PROBLEM TO WORK ON
Return the lines beginning at the one that contains "column shown in the photo above." and continuing to the end of the entries, including both ends, exactly as written and nothing else.
--- Begin INPUT FOR THIS TASK ---
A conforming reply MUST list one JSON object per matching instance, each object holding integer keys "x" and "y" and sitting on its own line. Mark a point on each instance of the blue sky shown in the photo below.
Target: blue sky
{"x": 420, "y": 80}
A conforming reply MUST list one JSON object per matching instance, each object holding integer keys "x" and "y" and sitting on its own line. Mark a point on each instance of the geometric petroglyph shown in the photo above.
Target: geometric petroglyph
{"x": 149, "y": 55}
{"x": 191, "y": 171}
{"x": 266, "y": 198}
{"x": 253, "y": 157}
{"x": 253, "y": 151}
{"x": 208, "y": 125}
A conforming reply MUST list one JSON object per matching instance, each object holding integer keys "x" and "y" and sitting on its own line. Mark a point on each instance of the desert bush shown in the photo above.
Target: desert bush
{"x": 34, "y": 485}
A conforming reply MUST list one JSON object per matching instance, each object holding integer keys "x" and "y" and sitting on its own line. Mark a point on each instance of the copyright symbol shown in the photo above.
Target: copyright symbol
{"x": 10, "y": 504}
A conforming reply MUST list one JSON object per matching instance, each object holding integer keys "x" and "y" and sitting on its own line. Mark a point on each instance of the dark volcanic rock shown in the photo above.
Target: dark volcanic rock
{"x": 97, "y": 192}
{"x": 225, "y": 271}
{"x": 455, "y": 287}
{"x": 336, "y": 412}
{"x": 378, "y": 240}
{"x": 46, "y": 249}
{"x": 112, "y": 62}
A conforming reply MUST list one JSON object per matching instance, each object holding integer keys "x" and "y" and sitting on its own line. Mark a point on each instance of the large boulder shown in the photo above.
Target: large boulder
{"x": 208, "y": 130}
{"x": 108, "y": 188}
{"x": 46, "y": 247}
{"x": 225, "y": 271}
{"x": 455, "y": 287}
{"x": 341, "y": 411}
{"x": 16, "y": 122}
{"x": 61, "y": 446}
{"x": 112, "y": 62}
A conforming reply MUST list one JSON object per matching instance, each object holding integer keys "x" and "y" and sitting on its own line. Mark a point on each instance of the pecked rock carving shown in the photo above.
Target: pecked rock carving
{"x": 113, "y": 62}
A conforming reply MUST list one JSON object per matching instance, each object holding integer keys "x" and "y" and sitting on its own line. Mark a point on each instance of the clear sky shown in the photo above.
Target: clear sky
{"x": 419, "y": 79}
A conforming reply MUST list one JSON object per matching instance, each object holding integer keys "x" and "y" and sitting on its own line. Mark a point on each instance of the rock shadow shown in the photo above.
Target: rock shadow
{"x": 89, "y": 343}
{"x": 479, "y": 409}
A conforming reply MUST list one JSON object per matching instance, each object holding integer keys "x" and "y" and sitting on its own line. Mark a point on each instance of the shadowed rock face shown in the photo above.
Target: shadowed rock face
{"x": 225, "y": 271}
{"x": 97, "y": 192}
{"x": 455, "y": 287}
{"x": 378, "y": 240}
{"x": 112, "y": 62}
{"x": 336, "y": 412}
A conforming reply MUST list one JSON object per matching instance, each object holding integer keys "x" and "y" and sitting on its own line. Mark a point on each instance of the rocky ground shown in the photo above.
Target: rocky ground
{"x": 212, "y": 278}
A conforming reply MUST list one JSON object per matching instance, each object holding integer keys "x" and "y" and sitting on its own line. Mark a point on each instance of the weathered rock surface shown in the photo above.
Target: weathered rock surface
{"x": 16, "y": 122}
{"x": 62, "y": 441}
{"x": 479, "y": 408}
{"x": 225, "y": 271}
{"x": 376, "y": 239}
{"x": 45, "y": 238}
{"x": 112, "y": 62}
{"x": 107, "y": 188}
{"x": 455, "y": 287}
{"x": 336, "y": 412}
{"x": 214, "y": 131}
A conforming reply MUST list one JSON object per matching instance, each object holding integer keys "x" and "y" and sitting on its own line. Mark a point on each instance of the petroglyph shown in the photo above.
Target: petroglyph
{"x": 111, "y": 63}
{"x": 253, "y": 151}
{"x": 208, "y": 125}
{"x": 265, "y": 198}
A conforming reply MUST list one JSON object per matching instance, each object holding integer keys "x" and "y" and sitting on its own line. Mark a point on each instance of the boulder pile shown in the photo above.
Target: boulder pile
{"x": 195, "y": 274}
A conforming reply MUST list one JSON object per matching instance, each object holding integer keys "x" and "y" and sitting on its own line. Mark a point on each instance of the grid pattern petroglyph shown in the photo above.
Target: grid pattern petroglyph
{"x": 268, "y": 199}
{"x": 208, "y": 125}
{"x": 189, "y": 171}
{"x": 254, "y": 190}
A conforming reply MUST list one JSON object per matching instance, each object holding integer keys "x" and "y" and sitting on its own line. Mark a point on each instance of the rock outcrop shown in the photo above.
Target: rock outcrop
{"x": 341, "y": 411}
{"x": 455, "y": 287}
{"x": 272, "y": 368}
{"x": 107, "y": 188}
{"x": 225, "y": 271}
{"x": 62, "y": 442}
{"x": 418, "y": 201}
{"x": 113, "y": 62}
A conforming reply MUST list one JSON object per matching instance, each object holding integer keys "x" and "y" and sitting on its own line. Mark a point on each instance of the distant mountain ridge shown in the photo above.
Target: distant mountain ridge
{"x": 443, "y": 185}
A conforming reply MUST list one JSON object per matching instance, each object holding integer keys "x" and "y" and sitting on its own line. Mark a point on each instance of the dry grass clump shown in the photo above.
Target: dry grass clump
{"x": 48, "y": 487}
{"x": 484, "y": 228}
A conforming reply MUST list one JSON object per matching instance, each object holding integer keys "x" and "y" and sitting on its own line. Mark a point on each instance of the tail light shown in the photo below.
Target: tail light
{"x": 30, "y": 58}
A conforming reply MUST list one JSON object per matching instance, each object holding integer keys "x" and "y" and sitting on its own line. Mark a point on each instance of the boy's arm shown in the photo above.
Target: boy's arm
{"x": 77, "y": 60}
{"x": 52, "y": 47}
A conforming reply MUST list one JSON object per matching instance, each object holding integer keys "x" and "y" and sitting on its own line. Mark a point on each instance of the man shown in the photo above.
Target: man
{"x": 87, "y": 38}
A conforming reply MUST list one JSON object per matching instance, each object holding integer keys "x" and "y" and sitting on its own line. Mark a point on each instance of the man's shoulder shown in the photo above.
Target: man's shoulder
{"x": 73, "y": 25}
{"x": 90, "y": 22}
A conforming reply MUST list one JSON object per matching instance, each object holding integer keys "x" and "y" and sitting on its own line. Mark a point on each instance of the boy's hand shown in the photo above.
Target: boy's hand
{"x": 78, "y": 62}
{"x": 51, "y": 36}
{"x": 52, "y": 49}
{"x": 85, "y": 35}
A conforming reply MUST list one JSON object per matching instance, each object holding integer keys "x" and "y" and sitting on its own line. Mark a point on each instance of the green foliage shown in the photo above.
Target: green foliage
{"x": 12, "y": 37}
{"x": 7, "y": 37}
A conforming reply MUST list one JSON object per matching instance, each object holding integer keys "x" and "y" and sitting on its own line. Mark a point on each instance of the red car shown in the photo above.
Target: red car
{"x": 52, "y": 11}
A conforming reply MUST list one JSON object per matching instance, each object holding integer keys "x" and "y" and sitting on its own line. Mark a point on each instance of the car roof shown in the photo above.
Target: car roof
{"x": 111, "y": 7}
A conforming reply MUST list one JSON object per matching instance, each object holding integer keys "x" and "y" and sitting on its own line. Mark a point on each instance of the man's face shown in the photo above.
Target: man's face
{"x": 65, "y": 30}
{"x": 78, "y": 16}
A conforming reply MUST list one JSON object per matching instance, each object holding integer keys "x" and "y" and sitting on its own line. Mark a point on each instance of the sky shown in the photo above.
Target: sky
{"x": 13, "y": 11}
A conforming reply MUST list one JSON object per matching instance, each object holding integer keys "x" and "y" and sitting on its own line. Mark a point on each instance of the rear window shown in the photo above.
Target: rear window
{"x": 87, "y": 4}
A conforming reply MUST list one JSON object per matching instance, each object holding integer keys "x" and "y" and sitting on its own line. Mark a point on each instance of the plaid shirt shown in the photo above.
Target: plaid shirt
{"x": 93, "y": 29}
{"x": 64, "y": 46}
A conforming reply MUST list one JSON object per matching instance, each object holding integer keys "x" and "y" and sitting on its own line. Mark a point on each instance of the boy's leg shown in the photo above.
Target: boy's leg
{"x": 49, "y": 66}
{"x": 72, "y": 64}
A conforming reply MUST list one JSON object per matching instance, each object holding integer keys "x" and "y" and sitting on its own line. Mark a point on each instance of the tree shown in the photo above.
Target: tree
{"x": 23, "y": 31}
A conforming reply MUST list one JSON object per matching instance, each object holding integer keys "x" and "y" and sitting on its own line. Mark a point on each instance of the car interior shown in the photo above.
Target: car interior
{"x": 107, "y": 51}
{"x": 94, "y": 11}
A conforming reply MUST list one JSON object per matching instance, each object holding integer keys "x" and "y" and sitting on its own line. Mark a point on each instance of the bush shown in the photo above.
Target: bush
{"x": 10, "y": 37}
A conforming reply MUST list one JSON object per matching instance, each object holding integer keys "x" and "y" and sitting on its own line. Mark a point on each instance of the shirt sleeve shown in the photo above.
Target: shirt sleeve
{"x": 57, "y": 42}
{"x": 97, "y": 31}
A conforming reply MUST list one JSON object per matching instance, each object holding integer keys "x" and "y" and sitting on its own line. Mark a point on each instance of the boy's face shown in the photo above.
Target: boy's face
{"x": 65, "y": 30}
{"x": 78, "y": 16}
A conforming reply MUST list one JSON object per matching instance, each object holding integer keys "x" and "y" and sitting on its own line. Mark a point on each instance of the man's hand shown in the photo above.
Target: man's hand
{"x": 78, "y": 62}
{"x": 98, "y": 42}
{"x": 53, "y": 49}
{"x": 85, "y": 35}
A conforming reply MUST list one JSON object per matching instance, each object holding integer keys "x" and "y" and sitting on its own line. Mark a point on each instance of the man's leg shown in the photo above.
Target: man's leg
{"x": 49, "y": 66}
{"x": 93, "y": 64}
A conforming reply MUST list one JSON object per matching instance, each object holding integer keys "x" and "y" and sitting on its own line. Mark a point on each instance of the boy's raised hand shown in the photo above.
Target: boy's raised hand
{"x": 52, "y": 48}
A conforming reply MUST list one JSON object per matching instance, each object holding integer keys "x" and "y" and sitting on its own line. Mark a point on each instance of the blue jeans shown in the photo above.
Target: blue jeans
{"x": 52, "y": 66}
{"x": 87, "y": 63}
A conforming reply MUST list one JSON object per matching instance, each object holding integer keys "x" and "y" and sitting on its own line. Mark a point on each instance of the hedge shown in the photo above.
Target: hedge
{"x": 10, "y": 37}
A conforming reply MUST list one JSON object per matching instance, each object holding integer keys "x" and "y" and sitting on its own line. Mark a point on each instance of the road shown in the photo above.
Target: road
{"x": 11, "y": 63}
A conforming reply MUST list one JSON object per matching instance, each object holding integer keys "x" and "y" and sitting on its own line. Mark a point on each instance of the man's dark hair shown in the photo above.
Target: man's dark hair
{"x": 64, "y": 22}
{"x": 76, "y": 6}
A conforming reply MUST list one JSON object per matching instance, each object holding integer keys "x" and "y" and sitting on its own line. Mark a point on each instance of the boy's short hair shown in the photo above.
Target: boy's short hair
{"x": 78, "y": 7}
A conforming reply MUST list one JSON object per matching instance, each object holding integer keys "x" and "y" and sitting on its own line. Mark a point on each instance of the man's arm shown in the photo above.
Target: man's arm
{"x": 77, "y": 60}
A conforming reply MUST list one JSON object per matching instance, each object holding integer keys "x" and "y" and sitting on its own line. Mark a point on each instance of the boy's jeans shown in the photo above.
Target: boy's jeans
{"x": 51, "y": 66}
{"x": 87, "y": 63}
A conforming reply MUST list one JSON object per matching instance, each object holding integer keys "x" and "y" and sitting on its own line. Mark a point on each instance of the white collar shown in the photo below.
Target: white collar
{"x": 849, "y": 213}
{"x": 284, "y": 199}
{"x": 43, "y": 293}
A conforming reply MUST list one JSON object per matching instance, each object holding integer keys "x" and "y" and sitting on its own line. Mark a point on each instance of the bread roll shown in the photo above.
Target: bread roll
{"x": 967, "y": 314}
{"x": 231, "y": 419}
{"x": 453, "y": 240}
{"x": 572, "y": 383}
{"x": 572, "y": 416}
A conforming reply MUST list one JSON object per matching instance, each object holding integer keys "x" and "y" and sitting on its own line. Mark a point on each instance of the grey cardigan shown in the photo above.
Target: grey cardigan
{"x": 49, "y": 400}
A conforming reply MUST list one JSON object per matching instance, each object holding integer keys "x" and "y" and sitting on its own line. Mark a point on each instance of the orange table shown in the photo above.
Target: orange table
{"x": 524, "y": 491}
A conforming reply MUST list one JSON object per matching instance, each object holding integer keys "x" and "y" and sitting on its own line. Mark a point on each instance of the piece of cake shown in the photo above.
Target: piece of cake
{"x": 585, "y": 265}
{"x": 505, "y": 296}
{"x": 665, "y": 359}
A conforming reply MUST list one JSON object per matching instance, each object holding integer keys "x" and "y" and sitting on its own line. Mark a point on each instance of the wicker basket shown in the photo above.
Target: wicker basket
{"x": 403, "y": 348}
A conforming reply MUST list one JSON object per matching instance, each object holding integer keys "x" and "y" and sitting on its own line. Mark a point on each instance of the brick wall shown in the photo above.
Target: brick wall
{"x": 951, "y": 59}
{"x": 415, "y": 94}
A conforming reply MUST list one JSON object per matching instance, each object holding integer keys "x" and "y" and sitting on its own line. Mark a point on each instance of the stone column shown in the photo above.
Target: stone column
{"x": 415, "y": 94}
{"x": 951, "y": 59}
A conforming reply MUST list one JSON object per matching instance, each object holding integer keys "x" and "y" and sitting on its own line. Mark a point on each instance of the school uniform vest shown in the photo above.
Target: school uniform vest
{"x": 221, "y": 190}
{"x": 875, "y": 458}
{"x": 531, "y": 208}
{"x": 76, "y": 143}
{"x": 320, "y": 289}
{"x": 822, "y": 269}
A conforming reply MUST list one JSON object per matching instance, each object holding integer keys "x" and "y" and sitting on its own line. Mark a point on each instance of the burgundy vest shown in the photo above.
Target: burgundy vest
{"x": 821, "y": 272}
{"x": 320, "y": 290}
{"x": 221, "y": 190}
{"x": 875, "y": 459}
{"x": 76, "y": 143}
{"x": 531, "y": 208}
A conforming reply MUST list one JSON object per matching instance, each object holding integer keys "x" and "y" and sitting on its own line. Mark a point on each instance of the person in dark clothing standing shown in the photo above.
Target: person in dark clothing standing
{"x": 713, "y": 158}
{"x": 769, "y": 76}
--- End INPUT FOR THIS TASK ---
FULL OUTPUT
A conforming reply MUST list one JSON object per matching instance, each object holding integer keys "x" and "y" and sitting on its own line. Mark a point on each instance of the stone column shown in the photo above.
Target: stone column
{"x": 415, "y": 94}
{"x": 951, "y": 59}
A conforming reply MUST list one JSON object per matching instance, each object holding integer keys "x" and "y" and sitting on its own line. Mark a point on each instance of the school uniform vest shown in the photo above.
Target: school uniform vest
{"x": 221, "y": 190}
{"x": 875, "y": 458}
{"x": 531, "y": 208}
{"x": 76, "y": 143}
{"x": 320, "y": 289}
{"x": 822, "y": 269}
A conforming reply MUST list one JSON object per matching instance, each object holding integer keys "x" and "y" and sitting on its own line. Mark a point on each instance of the burgundy vest shown in the photo above.
Target: burgundy vest
{"x": 821, "y": 272}
{"x": 320, "y": 290}
{"x": 221, "y": 190}
{"x": 875, "y": 459}
{"x": 76, "y": 143}
{"x": 531, "y": 208}
A conforming reply MUST list one JSON object per matching instance, each object holding integer keys "x" and "y" and sitting on its own line. Mark a point on each instance of the person in dark clothing standing shown in the photo above.
Target: person in dark clothing standing
{"x": 713, "y": 158}
{"x": 769, "y": 76}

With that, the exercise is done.